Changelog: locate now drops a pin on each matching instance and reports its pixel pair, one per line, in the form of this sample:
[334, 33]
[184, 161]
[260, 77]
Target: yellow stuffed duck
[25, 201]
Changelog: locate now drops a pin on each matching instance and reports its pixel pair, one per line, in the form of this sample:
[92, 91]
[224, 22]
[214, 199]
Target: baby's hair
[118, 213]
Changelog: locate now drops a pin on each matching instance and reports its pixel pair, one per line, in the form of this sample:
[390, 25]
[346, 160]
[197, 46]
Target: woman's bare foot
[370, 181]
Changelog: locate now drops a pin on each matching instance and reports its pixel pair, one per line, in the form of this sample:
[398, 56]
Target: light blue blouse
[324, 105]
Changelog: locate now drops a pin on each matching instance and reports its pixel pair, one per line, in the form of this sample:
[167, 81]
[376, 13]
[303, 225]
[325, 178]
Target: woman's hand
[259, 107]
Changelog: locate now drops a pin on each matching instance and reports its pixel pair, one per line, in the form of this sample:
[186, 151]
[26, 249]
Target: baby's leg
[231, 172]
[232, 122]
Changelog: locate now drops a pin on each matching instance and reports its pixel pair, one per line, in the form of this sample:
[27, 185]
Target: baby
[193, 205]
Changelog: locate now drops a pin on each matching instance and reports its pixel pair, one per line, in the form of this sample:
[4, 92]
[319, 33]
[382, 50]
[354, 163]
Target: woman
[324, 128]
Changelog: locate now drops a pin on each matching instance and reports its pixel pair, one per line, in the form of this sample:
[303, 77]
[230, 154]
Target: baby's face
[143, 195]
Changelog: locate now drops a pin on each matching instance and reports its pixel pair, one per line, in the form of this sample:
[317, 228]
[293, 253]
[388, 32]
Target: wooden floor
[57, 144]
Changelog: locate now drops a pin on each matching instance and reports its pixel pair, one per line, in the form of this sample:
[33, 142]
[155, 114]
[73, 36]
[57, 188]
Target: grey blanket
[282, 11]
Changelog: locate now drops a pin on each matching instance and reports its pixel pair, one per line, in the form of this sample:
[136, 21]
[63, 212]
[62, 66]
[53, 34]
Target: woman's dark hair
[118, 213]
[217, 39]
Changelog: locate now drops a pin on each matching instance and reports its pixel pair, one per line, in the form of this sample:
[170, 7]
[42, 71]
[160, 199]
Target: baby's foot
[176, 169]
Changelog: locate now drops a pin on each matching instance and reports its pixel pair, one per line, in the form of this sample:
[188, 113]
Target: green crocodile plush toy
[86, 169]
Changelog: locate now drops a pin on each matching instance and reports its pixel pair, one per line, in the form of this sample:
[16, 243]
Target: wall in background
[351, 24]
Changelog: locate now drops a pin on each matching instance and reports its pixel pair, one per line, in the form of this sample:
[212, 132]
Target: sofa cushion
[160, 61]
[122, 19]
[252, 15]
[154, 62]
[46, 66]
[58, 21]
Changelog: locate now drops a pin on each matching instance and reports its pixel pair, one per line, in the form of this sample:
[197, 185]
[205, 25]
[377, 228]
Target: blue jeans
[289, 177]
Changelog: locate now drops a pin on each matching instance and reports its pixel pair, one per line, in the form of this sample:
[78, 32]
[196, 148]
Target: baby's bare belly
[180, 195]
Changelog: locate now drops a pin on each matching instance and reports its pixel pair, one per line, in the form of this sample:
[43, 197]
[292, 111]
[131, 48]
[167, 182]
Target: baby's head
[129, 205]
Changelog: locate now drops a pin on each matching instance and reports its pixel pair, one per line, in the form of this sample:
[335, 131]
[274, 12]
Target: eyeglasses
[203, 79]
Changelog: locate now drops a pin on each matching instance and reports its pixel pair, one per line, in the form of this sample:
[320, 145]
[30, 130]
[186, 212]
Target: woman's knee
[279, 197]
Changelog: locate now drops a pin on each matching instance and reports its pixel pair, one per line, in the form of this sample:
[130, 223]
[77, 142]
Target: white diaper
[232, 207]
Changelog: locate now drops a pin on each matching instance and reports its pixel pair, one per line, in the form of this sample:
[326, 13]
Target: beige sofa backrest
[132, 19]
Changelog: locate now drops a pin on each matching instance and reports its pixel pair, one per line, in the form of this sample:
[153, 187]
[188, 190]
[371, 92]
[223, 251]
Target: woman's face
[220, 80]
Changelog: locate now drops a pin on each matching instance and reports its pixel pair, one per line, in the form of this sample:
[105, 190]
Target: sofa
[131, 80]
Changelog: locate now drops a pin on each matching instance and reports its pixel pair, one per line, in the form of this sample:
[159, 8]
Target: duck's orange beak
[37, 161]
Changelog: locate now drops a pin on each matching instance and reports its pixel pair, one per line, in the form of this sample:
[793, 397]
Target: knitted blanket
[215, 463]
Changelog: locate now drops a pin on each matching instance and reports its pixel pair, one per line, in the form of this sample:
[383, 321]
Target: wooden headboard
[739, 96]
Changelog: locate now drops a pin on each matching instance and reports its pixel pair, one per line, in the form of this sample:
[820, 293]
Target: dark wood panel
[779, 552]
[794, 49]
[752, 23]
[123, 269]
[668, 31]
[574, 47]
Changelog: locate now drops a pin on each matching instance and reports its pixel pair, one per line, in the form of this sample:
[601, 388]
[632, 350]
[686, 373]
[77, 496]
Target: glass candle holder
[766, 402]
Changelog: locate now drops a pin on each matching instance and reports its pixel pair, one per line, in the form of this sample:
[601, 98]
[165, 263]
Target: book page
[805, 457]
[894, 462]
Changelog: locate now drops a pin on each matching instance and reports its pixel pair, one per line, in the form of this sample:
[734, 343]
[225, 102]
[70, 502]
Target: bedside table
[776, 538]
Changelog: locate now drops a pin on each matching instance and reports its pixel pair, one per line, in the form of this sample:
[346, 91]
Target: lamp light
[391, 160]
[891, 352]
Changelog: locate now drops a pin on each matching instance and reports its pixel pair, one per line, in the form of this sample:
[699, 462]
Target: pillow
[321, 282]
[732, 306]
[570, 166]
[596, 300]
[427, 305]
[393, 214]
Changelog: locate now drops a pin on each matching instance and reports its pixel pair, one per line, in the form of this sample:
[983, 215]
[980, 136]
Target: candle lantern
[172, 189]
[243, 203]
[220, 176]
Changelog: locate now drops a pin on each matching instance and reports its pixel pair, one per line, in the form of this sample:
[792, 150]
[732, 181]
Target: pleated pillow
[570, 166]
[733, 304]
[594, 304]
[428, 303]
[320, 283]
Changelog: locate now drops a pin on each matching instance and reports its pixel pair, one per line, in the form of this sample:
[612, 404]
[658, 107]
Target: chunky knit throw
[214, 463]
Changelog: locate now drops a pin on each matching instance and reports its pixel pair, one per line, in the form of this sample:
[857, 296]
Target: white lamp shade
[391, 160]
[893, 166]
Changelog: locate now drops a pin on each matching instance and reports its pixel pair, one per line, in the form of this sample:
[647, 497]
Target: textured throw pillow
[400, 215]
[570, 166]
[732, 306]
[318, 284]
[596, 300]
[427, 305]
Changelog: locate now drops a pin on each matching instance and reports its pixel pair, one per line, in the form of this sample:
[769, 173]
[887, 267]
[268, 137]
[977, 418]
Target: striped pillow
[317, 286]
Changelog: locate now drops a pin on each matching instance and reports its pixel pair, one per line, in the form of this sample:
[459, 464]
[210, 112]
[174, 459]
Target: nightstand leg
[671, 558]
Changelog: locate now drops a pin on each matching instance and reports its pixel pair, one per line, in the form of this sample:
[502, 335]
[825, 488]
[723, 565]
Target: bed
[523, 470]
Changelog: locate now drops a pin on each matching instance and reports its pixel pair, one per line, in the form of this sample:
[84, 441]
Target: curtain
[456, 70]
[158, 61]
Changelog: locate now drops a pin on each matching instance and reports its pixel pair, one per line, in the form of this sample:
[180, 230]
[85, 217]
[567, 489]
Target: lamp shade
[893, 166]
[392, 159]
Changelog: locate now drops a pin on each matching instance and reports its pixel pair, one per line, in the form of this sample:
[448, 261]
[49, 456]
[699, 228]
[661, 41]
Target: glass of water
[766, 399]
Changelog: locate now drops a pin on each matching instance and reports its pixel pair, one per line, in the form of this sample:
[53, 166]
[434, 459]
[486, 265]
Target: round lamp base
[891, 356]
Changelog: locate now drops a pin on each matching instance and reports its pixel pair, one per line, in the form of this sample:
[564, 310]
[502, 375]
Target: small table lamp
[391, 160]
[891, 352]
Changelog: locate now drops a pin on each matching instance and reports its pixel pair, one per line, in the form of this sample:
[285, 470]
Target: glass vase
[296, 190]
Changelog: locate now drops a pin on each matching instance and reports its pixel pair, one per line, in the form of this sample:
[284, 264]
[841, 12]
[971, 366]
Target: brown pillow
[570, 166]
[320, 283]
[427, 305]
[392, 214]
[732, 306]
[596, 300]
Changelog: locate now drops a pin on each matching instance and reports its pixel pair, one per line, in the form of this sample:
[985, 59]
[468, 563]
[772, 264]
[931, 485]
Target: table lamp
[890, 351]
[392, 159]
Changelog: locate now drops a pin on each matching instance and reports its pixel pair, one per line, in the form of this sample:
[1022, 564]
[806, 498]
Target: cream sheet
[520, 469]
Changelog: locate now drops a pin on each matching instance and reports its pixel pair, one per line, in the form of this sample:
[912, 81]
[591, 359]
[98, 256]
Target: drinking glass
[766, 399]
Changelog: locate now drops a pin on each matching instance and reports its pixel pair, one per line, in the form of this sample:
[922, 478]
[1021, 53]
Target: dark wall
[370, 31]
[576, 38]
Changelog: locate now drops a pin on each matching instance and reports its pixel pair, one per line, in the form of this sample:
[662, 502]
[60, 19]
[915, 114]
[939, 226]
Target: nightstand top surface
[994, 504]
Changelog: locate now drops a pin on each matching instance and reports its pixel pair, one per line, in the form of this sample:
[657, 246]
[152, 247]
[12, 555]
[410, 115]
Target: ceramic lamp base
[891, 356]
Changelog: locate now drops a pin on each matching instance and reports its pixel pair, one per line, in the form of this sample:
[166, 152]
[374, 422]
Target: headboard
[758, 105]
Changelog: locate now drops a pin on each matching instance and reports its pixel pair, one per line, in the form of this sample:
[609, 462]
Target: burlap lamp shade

### WRITTEN REQUEST
Pull out every line of the material above that contains the word "pillow".

### FINISHED ANSWER
Target: pillow
Target: pleated pillow
Target: textured throw pillow
Target: striped pillow
Target: brown pillow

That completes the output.